-- START OF RECORDS FOR THE TASK --
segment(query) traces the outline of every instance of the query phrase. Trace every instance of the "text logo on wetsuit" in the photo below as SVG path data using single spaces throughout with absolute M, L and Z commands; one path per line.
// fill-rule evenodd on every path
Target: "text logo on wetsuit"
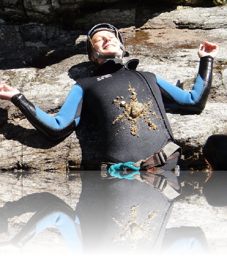
M 110 77 L 111 76 L 112 76 L 112 75 L 109 74 L 109 75 L 103 75 L 100 77 L 98 77 L 98 78 L 97 78 L 97 79 L 98 81 L 100 81 L 101 80 L 104 79 L 104 78 L 107 78 L 108 77 Z
M 107 176 L 107 166 L 106 164 L 102 164 L 101 166 L 101 176 L 106 177 Z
-- END OF RECORDS FOR THE TASK --
STATED GOAL
Reproduce all of the records above, including their requests, with every coordinate in the path answers scaled by 0.8 and rounded to the nearest whole number (halves round up), and omit the pictures.

ANSWER TO THIS PROBLEM
segment(query) traces the outline of every instance of the query phrase. Trace every instance of the "text logo on wetsuit" in the photo below as SVG path data using single spaces throughout with absolute M, L and Z commands; one path per line.
// fill-rule evenodd on every path
Target: "text logo on wetsuit"
M 88 62 L 89 61 L 90 61 L 90 60 L 87 59 L 87 60 L 82 60 L 80 62 L 78 62 L 78 62 L 78 62 L 78 63 L 78 65 L 80 65 L 81 64 L 83 63 L 83 62 L 86 62 L 86 62 Z
M 86 141 L 86 133 L 85 131 L 82 131 L 81 133 L 81 141 L 85 142 Z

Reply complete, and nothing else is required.